> **Texte à lire**:
┄┄┄┄┄┄┄┄┄┄┄┄┄┄┄┄┄┄┄┄

01 février, 2008

CHILI, 1907, SANTA MARÍA DE IQUIQUE




Le 21 décembre 1907, à Iquique, port de l’extrême nord du Chili, des centaines de travailleurs chiliens, péruviens et boliviens furent massacrés par l’armée et la marine chilienne devant les portes de l’école Santa María. C’est ainsi qu’un gouvernement oligarchique noya dans le sang la « grande grève » de la province de Tarapacá, un mouvement social spontané mais qui s’appuyait sur des organisations ouvrières en formation. Quelques mois plus tard, en 1908, à Valparaíso, naissait un certain Salvador Allende.

Par Sergio Grez Toso

En ce début de XXe siècle, à la veille du premier centenaire de l’indépendance nationale, la «question sociale» est brûlante au Chili. Dans les mines de salpêtre, d’argent, de charbon et de cuivre, dans les entreprises portuaires, dans les usines de Santiago, de Valparaíso, de Viña del Mar, de Concepción et d’autres villes, une classe ouvrière qui commence à adhérer aux idéaux du socialisme et de l’anarchisme est en voie de constitution. Dès 1903, face à la prolifération des grèves et des mouvements de protestation, l’Etat, préoccupé par le maintien de l’ordre social, répond aux revendications prolétaires par des massacres successifs (1).

Tant la classe dirigeante que l’Etat baignent alors dans un contexte global de grande prospérité. Mais la dévaluation monétaire a fait chuter le taux de change du peso chilien de 18 à 7 centimes de livre sterling, entraînant une forte hausse du prix des aliments. Malgré la dégradation de leur niveau de vie et les dures conditions de travail, les revendications des ouvriers du salpêtre (2) de la province de Tarapacá, à la fin de 1907, sont plutôt modérées. Ils demandent à être payés en monnaie légale et non pas en bons. Emis par les entreprises, ces derniers ne peuvent être échangés que contre des produits disponibles dans les commerces (pulperías) de ces mêmes entreprises, à des prix plus élevés que sur le marché libre.

┄┄┄┄┄┄┄┄┄┄┄┄┄┄┄┄┄┄┄┄

> **Lignes de données**:

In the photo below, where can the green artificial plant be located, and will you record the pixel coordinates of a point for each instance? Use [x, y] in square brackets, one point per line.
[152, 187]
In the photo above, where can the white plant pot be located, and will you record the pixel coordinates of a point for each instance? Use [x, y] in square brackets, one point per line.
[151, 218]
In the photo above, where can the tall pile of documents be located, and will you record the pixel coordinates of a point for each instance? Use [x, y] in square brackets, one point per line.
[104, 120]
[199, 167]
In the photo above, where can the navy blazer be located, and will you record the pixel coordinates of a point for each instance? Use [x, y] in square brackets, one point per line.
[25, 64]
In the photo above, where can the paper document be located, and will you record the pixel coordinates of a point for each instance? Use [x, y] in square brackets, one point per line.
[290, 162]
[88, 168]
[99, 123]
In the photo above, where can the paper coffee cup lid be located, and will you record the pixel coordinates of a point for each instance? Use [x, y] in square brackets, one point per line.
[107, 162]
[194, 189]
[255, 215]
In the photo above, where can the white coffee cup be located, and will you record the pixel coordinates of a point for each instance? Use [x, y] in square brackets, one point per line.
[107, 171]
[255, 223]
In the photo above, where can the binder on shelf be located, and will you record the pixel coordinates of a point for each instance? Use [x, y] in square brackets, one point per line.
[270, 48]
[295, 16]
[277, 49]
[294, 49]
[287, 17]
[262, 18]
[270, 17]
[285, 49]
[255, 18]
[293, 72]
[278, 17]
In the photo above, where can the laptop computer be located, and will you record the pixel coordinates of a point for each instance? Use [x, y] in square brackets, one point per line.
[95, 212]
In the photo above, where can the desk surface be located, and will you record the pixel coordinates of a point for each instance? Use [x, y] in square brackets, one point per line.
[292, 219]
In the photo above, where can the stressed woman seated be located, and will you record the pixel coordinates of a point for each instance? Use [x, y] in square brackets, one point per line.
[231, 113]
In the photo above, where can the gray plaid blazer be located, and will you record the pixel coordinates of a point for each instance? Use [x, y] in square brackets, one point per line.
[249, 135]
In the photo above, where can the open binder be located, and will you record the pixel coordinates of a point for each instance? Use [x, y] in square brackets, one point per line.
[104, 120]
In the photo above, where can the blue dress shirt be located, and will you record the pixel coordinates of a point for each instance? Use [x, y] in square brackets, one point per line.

┄┄┄┄┄┄┄┄┄┄┄┄┄┄┄┄┄┄┄┄

> **Consigne A**: D'après le texte sur Iquique, devant quel bâtiment les travailleurs furent-ils massacrés le 21 décembre 1907 ?
> **Consigne B**:
Indiquez si chacune des affirmations suivantes concorde avec le texte sur Iquique, en citant les mots qui le prouvent.
(i) Le taux de change du peso chilien est tombé de 18 à 7 centimes de livre sterling.
(ii) Les ouvriers du salpêtre réclamaient d'être payés en bons.
(iii) Salvador Allende est né à Santiago.
> **Consigne C**: Poursuivez le texte sur Iquique à partir de sa dernière phrase.
On peut se passer des enregistrements.

> **Réponse rédigée A**: Devant les portes de l'école Santa María.

> **Réponse rédigée B**:
(i) Oui : « la dévaluation monétaire a fait chuter le taux de change du peso chilien de 18 à 7 centimes de livre sterling ».
(ii) Non : « Ils demandent à être payés en monnaie légale et non pas en bons. »
(iii) Non : « en 1908, à Valparaíso, naissait un certain Salvador Allende ».

> **Réponse rédigée C**:
D’autres revendications s’y ajoutent : liberté de commerce pour éviter ce genre d’abus ; stabilité des salaires en utilisant comme norme l’équivalent de 18 centimes (peniques) de livre sterling pour 1 peso ; protection pour les métiers les plus dangereux afin d’éviter les nombreux accidents mortels ; établissement d’écoles du soir financées par les employeurs pour les ouvriers. Dans les entreprises portuaires, ferroviaires et manufacturières, les travailleurs d’Iquique – l’un des ports les plus importants pour l’exportation du salpêtre – exigent pour leur part que leurs maigres salaires soient augmentés afin de compenser la diminution de pouvoir d’achat entraînée par la dévaluation monétaire. Presque tous – ceux de la pampa (3) et ceux d’Iquique – sont d’accord pour exiger que le peso chilien soit stabilisé sur la base de 18 peniques de livre sterling et pas moins.

Le 4 décembre, plus de trois cents travailleurs du chemin de fer transportant le salpêtre se mettent en grève à Iquique. Les ouvriers du port en font autant, suivis par ceux de plusieurs industries. Mais les concessions de certains patrons et le manque de coordination entre les grévistes affaiblissent le mouvement.


AFFICHE NITRATE DE SOUDE DU CHILI

«L’unique force du patron face à l’ouvrier»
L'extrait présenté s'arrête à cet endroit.